+++ Materials provided +++
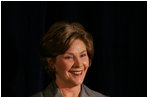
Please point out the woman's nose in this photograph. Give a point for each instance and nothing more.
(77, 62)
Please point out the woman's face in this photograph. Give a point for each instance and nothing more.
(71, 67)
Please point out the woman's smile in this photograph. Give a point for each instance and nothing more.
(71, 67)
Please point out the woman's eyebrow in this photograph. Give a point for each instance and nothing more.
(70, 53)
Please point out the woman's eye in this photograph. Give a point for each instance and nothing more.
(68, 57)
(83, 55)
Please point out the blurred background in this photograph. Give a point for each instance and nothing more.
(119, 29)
+++
+++ Materials provided +++
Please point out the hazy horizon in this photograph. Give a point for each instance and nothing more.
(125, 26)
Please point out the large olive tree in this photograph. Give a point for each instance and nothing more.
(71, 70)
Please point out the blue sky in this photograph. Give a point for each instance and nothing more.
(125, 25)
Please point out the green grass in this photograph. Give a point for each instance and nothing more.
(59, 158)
+++
> Exercise details
Pull out every line in the records that contains the word "this", and list those lines in their original order.

> Expected output
Please point out the woman's nose in this photograph. Give a point for each instance and nothing more.
Please point out the woman's face in this photograph. Give a point for each instance and nothing more.
Please point out the woman's smile in this photograph. Give a point for each instance and nothing more.
Please point out the woman's eyebrow in this photograph. Give a point for each instance and nothing more.
Please point out the woman's eye in this photograph. Give a point for each instance and nothing more.
Please point out the blurred background in this photograph. Give a point for each instance and nothing more.
Please point out the hazy horizon in this photograph. Give a point for each instance and nothing more.
Please point out the large olive tree in this photograph. Give a point for each instance and nothing more.
Please point out the blue sky in this photograph. Give a point for each instance and nothing more.
Please point out the green grass in this photograph. Give a point for each instance and nothing more.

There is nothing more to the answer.